[[ Material provided open ]]

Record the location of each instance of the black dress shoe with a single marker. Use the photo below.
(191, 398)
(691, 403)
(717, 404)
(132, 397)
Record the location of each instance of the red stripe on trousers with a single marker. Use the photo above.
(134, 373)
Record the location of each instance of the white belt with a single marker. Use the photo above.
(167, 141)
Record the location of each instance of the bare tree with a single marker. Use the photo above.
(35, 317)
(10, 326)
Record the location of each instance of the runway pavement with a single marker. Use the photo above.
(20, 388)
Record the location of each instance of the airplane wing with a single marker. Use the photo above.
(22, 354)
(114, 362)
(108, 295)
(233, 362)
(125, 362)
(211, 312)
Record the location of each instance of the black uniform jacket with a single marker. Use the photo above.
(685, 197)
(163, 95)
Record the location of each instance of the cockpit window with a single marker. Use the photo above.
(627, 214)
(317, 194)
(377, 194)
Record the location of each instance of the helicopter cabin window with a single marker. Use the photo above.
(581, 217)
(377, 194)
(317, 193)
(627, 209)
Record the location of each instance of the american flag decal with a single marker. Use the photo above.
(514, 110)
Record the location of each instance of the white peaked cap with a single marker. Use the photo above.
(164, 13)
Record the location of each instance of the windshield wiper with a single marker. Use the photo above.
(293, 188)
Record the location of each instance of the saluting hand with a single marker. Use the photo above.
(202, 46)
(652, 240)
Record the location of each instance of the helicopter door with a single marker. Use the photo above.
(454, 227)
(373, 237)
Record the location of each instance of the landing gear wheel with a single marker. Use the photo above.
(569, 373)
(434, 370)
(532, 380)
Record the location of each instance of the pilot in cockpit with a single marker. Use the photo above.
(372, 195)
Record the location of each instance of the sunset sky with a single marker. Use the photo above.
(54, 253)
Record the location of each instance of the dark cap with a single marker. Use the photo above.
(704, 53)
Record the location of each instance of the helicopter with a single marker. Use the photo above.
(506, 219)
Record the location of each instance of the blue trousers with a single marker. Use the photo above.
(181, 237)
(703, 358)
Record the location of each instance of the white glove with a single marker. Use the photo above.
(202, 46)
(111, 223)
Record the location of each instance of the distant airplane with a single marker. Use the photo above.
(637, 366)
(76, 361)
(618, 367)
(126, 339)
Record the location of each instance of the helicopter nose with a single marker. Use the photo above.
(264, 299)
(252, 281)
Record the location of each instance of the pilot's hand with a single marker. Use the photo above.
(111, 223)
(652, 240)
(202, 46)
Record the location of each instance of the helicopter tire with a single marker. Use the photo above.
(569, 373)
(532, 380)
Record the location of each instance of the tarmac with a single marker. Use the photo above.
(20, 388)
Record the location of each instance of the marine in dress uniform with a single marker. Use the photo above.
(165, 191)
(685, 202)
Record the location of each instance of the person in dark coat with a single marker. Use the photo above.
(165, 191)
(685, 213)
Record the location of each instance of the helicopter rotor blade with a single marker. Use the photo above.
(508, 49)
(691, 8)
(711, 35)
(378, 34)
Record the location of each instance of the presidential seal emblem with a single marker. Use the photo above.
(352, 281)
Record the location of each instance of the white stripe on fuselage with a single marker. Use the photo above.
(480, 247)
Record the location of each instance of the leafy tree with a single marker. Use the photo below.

[[ Material provided closed ]]

The problem: Your reply must be a faithful copy of each entry above.

Task result:
Record the location of each instance of the black dress shoe with a single marker. Use the photo below.
(191, 398)
(691, 403)
(717, 404)
(132, 397)
Record the location of each instance of the red stripe on trousers with a single marker. Use the photo above.
(134, 373)
Record the location of each instance of the white belt with a single marker. Use the photo above.
(167, 141)
Record the location of each instance of the bare tree with a single marker. Use the photo above.
(35, 317)
(10, 326)
Record the location of each instance of the runway pavement with a single marker. Use the photo above.
(20, 388)
Record the location of each instance of the airplane wing with a single marker. Use the photo above.
(22, 354)
(114, 362)
(108, 295)
(233, 362)
(125, 362)
(211, 312)
Record the location of each instance of the black uniform jacket with a single marker. Use the photo above.
(685, 197)
(163, 95)
Record the location of each instance of the cockpit window with a single marker. Use the photo above.
(627, 214)
(317, 194)
(377, 194)
Record the location of each instance of the helicopter cabin window with a single marker. Use the photo above.
(581, 217)
(377, 194)
(317, 193)
(627, 209)
Record the location of each instance of the american flag decal with a single marker. Use the photo above.
(514, 110)
Record the location of each instance of the white peaked cap with a single marker. Use the photo above.
(164, 13)
Record the location of each instance of the windshield wiper with a single marker. Use the photo above.
(293, 188)
Record the location of each instance of the saluting hand with a single marker. Use the photo above.
(202, 46)
(652, 240)
Record the location of each instance of the helicopter door with a single marker. Use the photo above.
(454, 227)
(373, 237)
Record the location of each instance of the landing gear wheel with a single marker. Use the photo above.
(569, 373)
(434, 370)
(532, 380)
Record the location of each instance of the pilot in cockpit with a single marker. Use the photo above.
(372, 195)
Record the location of each instance of the sunset sky with a single marker. Use the photo above.
(54, 253)
Record the location of each instance of the dark cap with a single marker. Use the photo above.
(704, 53)
Record the location of each instance of the helicopter with a single marker. Use the photo above.
(506, 219)
Record the location of each instance of the blue trousers with a single marker. Use the photo above.
(181, 237)
(703, 358)
Record the location of each instance of the white glove with a single marker. Use the photo above.
(202, 46)
(111, 223)
Record the location of each instance of the distant airplane with a single marker. Use the photo above.
(637, 366)
(76, 361)
(618, 367)
(126, 339)
Record the location of each instance of the helicopter nose with a single marker. Use the photo above.
(264, 299)
(252, 281)
Record the location of each instance of the pilot's hand with a single marker. Use the photo above.
(111, 223)
(652, 240)
(202, 46)
Record the location of each instance of the helicopter tire with a single marker. Use the photo above.
(569, 373)
(532, 380)
Record the location of each instance of the tarmac with a single marker. Use the photo above.
(20, 388)
Record the location of each instance of the marine in dress uniform with a single marker. Use the photo above.
(165, 191)
(685, 202)
Record the location of each instance of the person in dark coat with a single marker. Use the photo above.
(165, 191)
(685, 213)
Record the location of each instance of the helicopter rotor blade with a single marker. Use the photo above.
(508, 49)
(691, 8)
(711, 35)
(378, 34)
Record the location of each instance of the presidential seal emblem with a single marker. Use the photo above.
(352, 281)
Record the location of each instance of the white stripe on fuselage with a single marker. Use the photo above.
(480, 247)
Record the location of each instance of the leafy tree with a single marker. Use the photo below.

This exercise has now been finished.